**WHAT TO WORK ON:**
Copy the line with "Practice step: label each instance of the clear" and all lines following it through the last line of the entries, exactly as written.

**GIVEN RECORDS:**
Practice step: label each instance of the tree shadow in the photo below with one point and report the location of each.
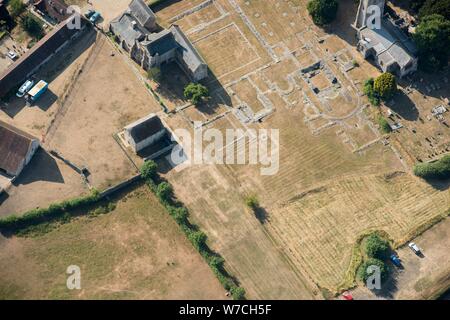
(160, 5)
(261, 214)
(3, 196)
(440, 185)
(63, 59)
(390, 286)
(218, 95)
(172, 82)
(342, 25)
(42, 167)
(402, 104)
(45, 101)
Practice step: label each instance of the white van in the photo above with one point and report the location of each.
(25, 88)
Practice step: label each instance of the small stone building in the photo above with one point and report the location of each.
(144, 132)
(133, 30)
(388, 46)
(16, 149)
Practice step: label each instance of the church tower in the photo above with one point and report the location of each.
(363, 13)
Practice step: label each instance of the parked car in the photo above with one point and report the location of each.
(25, 88)
(347, 296)
(414, 248)
(396, 260)
(12, 55)
(94, 17)
(89, 13)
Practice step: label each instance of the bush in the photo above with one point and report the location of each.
(32, 26)
(323, 11)
(384, 125)
(238, 293)
(164, 191)
(385, 85)
(363, 273)
(149, 170)
(376, 247)
(196, 92)
(252, 202)
(434, 170)
(16, 8)
(431, 7)
(198, 239)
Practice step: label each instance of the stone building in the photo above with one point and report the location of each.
(387, 45)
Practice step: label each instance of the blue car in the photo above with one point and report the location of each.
(396, 261)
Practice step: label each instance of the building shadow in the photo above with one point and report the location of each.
(403, 106)
(42, 167)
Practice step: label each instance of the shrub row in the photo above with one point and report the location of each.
(164, 191)
(55, 211)
(435, 170)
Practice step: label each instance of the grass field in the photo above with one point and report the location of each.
(331, 186)
(134, 252)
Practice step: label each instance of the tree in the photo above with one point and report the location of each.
(384, 125)
(155, 74)
(198, 239)
(385, 85)
(323, 11)
(164, 191)
(376, 247)
(238, 293)
(431, 7)
(368, 90)
(149, 169)
(432, 38)
(16, 8)
(32, 26)
(196, 92)
(252, 202)
(363, 270)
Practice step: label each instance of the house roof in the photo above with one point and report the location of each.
(142, 12)
(160, 43)
(188, 53)
(17, 73)
(14, 147)
(145, 128)
(123, 27)
(389, 44)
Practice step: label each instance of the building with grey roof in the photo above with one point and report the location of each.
(16, 149)
(390, 48)
(154, 49)
(144, 15)
(144, 132)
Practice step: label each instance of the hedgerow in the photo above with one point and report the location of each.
(164, 192)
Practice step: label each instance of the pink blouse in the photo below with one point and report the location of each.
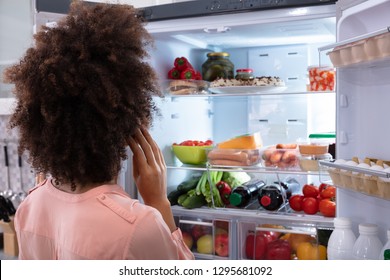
(102, 223)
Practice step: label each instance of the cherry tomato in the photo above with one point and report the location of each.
(295, 202)
(310, 205)
(310, 191)
(327, 207)
(328, 192)
(322, 186)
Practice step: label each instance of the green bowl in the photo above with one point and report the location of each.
(191, 154)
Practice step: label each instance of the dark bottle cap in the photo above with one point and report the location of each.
(265, 200)
(235, 199)
(386, 254)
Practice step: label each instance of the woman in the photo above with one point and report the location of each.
(84, 94)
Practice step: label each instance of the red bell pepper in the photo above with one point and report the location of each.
(174, 73)
(188, 74)
(278, 250)
(224, 191)
(198, 75)
(182, 63)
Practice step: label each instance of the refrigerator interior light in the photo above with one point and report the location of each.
(298, 12)
(217, 29)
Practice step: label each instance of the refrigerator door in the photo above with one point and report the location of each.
(362, 100)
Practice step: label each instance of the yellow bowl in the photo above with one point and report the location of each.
(191, 154)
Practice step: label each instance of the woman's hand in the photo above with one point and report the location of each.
(150, 174)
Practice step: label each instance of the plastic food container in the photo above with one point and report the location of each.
(233, 157)
(186, 87)
(313, 149)
(358, 52)
(383, 42)
(318, 144)
(335, 57)
(282, 158)
(346, 55)
(310, 162)
(321, 78)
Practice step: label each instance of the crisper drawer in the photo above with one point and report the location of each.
(207, 238)
(281, 241)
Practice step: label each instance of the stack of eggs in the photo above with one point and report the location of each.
(384, 184)
(363, 176)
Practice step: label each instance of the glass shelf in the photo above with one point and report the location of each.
(249, 169)
(249, 94)
(355, 169)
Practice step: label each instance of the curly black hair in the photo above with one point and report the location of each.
(82, 90)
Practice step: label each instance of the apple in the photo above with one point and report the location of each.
(204, 244)
(221, 244)
(220, 230)
(199, 230)
(188, 240)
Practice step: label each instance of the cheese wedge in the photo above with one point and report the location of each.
(247, 141)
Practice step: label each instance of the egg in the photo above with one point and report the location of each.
(349, 163)
(375, 167)
(386, 170)
(363, 166)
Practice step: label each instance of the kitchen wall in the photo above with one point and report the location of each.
(16, 21)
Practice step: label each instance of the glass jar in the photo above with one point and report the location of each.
(341, 240)
(217, 66)
(368, 245)
(244, 74)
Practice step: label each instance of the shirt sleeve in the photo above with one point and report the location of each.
(152, 240)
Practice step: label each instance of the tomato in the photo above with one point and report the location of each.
(322, 186)
(328, 192)
(311, 251)
(327, 207)
(295, 202)
(278, 250)
(310, 205)
(310, 190)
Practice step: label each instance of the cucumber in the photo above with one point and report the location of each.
(182, 198)
(189, 184)
(194, 201)
(173, 196)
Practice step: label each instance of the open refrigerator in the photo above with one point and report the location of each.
(274, 38)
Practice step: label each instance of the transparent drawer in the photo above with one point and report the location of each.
(207, 239)
(277, 241)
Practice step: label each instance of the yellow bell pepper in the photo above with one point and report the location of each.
(311, 251)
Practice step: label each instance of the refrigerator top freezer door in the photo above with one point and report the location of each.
(211, 7)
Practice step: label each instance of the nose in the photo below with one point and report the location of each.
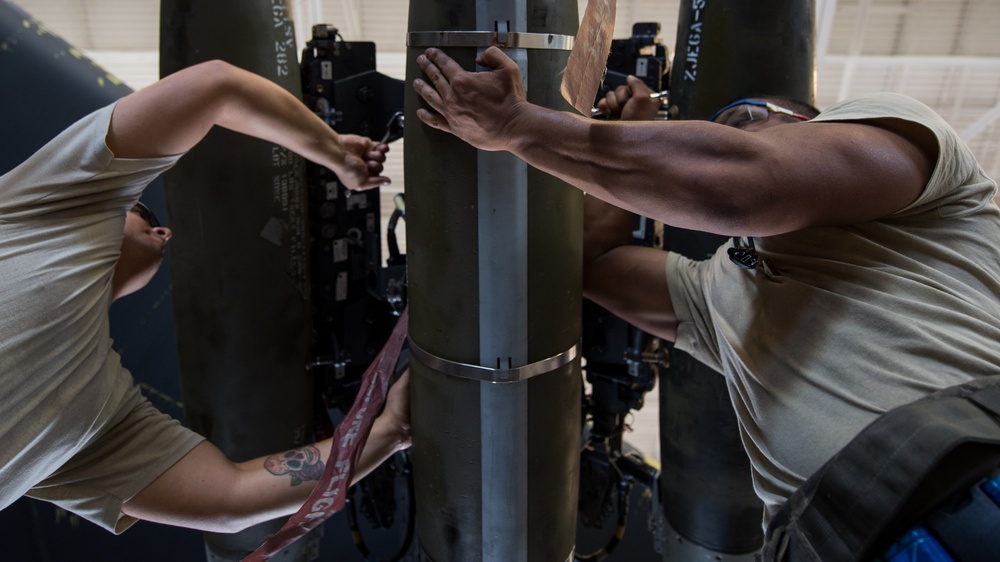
(163, 232)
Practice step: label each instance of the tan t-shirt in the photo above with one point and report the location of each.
(856, 319)
(64, 395)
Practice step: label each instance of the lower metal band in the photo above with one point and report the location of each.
(483, 39)
(500, 374)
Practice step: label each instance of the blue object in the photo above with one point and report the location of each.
(992, 488)
(917, 545)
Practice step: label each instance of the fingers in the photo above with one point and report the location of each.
(433, 119)
(437, 85)
(638, 87)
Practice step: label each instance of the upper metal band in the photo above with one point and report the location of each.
(477, 39)
(486, 374)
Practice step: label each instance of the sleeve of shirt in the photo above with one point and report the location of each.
(76, 173)
(957, 185)
(686, 280)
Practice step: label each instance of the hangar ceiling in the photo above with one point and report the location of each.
(945, 53)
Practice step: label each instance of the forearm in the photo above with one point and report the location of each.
(206, 491)
(172, 115)
(672, 172)
(281, 490)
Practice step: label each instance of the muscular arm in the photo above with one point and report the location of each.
(626, 279)
(172, 115)
(689, 174)
(206, 491)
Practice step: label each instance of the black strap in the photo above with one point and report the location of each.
(895, 470)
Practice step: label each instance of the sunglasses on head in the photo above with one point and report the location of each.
(143, 211)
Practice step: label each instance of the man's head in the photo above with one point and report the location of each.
(751, 114)
(142, 251)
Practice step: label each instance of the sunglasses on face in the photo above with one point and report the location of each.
(741, 112)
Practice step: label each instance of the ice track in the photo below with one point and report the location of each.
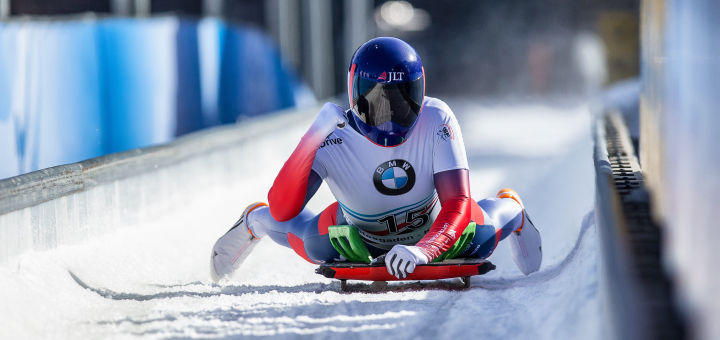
(152, 280)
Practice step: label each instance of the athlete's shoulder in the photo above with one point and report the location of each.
(437, 109)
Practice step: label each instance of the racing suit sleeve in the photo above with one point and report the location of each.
(294, 183)
(453, 187)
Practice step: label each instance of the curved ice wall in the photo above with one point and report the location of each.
(73, 90)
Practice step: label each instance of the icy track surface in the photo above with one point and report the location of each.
(152, 280)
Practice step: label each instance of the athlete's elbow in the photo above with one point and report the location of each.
(281, 215)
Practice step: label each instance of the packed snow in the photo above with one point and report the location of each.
(152, 280)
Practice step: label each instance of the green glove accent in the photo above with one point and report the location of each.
(460, 245)
(346, 240)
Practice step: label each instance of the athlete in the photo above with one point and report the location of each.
(396, 164)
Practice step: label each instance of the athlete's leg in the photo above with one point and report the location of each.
(496, 218)
(307, 233)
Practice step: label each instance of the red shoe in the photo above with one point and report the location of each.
(232, 248)
(525, 242)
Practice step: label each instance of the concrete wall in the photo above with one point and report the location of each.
(69, 204)
(679, 145)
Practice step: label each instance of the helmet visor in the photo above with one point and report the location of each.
(378, 103)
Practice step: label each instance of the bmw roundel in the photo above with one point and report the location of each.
(394, 177)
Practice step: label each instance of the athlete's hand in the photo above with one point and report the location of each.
(401, 260)
(331, 116)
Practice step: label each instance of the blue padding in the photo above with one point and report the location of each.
(252, 80)
(73, 90)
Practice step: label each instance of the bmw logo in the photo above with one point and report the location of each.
(394, 178)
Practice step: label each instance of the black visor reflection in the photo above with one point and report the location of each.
(378, 103)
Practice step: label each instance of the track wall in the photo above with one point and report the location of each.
(72, 203)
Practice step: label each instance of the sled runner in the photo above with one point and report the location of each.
(461, 268)
(346, 239)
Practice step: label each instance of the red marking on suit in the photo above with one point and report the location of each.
(298, 246)
(327, 218)
(453, 189)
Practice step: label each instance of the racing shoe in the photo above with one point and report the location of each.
(525, 242)
(232, 248)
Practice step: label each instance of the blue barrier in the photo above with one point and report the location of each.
(73, 90)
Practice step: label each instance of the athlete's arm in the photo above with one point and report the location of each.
(453, 187)
(289, 192)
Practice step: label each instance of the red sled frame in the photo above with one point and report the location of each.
(462, 268)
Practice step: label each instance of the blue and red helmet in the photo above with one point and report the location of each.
(386, 88)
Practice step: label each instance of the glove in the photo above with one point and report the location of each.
(401, 260)
(330, 117)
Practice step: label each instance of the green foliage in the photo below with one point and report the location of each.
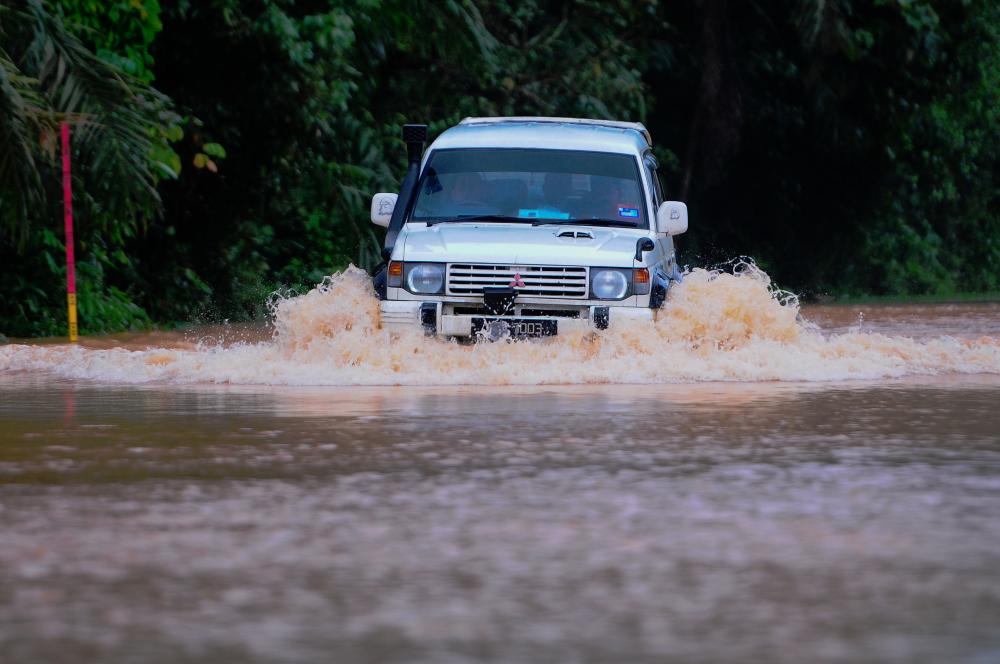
(120, 148)
(848, 146)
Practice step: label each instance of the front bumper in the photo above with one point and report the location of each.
(399, 316)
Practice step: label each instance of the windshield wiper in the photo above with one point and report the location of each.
(593, 221)
(500, 218)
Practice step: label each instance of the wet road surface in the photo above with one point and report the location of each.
(779, 522)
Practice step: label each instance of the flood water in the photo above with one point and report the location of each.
(169, 517)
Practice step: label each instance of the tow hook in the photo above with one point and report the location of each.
(602, 316)
(428, 318)
(499, 301)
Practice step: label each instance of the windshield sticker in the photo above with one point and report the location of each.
(526, 213)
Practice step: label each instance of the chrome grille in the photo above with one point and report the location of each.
(539, 281)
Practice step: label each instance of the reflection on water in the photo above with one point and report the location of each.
(709, 522)
(713, 327)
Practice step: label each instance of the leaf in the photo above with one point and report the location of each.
(214, 150)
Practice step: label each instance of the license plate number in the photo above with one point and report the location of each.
(517, 328)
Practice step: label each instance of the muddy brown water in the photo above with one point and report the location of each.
(839, 521)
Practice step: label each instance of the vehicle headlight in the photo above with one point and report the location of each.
(609, 284)
(424, 278)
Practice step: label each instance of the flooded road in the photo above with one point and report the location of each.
(155, 509)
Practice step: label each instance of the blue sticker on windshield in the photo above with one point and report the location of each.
(526, 213)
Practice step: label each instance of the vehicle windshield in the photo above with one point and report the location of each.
(530, 186)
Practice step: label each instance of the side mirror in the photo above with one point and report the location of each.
(382, 207)
(671, 218)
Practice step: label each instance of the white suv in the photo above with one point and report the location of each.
(526, 227)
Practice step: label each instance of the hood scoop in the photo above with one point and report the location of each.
(577, 235)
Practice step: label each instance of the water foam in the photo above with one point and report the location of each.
(715, 326)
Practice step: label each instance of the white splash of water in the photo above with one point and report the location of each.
(715, 326)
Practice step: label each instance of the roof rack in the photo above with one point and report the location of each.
(634, 126)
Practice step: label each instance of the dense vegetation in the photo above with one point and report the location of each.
(226, 148)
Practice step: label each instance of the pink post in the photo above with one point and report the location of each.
(68, 219)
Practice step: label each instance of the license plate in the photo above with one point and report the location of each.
(516, 328)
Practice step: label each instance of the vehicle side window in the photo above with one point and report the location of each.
(650, 162)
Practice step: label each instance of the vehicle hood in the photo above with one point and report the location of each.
(520, 244)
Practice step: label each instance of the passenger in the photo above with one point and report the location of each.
(556, 190)
(467, 188)
(608, 200)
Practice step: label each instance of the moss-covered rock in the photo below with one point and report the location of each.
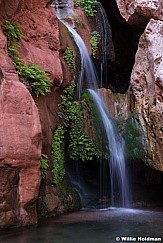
(136, 143)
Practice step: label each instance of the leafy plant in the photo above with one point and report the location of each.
(36, 77)
(88, 6)
(68, 56)
(77, 3)
(44, 165)
(12, 31)
(94, 41)
(58, 155)
(80, 145)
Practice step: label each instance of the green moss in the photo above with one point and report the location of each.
(68, 56)
(44, 165)
(94, 41)
(32, 74)
(88, 6)
(58, 155)
(80, 145)
(136, 143)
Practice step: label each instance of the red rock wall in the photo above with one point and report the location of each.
(20, 147)
(26, 130)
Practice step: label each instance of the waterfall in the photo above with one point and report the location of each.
(89, 81)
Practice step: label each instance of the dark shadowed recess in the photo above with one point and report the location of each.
(125, 41)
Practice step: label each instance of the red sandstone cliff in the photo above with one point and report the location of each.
(26, 130)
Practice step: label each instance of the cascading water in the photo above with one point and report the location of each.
(89, 80)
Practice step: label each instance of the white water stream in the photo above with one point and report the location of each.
(89, 81)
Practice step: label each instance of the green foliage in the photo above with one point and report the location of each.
(136, 144)
(44, 165)
(12, 31)
(68, 56)
(88, 6)
(80, 145)
(58, 155)
(77, 3)
(94, 41)
(37, 78)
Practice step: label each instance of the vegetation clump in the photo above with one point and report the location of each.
(88, 6)
(44, 165)
(32, 74)
(68, 56)
(80, 145)
(94, 41)
(58, 155)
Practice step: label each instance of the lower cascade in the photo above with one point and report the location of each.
(88, 81)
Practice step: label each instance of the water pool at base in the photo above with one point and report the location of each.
(92, 227)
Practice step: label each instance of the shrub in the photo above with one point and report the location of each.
(44, 165)
(36, 77)
(94, 41)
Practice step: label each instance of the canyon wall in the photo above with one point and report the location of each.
(147, 73)
(27, 122)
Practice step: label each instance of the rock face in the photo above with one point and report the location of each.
(147, 86)
(20, 147)
(139, 11)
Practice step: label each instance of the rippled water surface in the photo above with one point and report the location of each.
(90, 227)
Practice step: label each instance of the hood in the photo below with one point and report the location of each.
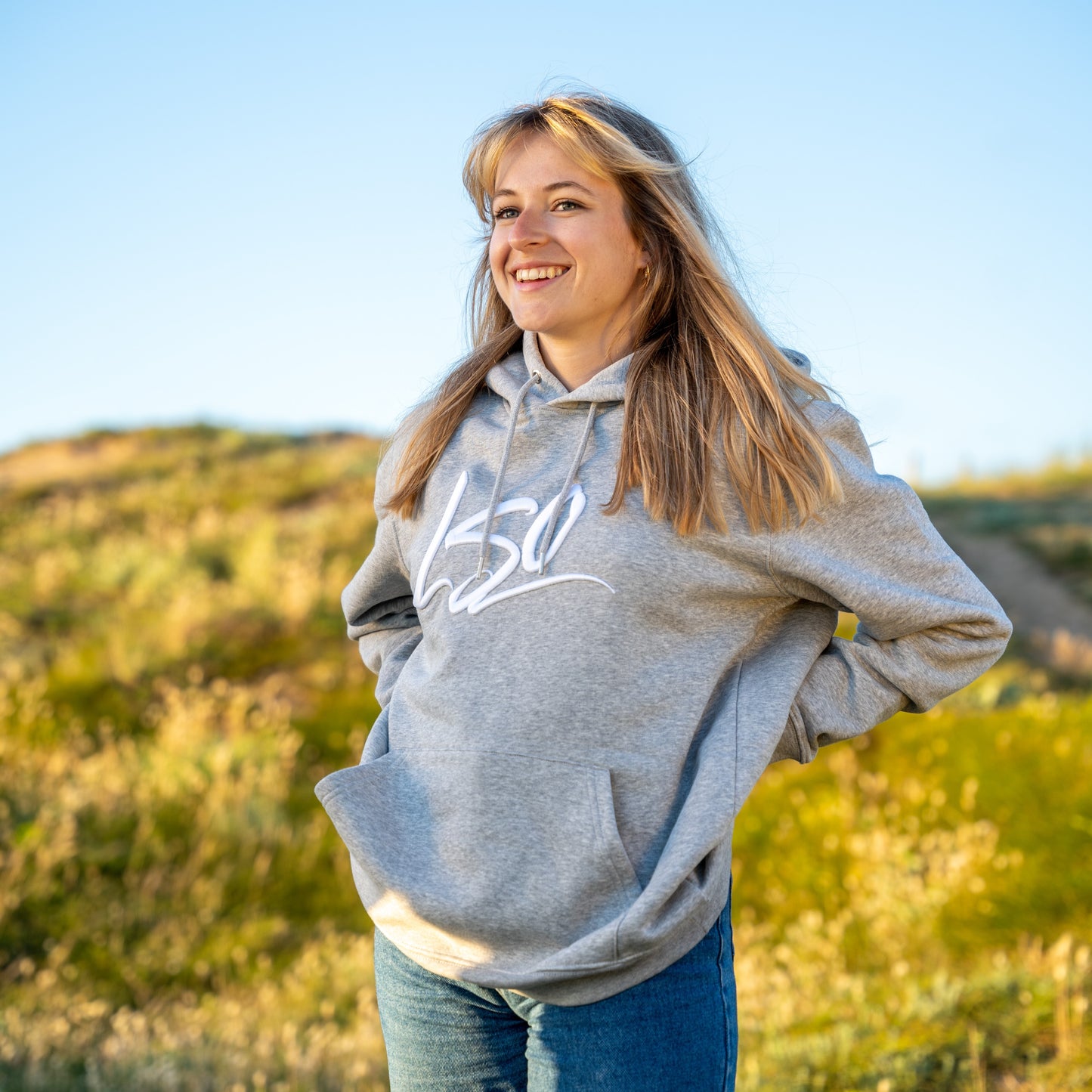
(608, 385)
(509, 377)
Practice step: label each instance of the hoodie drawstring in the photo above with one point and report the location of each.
(484, 549)
(569, 478)
(500, 481)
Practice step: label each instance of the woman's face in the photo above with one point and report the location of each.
(562, 255)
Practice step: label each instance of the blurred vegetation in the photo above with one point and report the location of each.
(1048, 513)
(176, 911)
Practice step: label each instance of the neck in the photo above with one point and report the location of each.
(576, 362)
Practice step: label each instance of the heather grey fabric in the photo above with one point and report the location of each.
(546, 802)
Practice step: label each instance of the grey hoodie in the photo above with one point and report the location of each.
(546, 800)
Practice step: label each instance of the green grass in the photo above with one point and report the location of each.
(912, 912)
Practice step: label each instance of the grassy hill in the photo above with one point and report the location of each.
(176, 912)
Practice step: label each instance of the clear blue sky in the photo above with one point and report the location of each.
(252, 212)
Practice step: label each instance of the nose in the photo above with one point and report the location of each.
(527, 230)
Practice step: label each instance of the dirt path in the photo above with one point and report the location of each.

**REPLY:**
Practice step: label each instance of the clear blue sky in the photo above with one point and report the location of each.
(252, 212)
Practice step: label each instance of the nose in the photo above with one point and report the location of each.
(527, 230)
Practice step: label each instance of the dirt path in the photo above with one point and report the location of each.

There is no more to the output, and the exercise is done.